Please reproduce every line of the records, requests included, and shift each coordinate in the answers up by 113.

## Provided entries
--- START ---
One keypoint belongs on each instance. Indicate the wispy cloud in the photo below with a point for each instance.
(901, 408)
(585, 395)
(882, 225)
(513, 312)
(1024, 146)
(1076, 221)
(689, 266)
--- END ---
## Solution
One keypoint belongs on each instance. Indicate the wispy cloud in the photo below with a point for each instance.
(1014, 521)
(698, 508)
(995, 338)
(626, 425)
(1137, 259)
(1189, 334)
(802, 379)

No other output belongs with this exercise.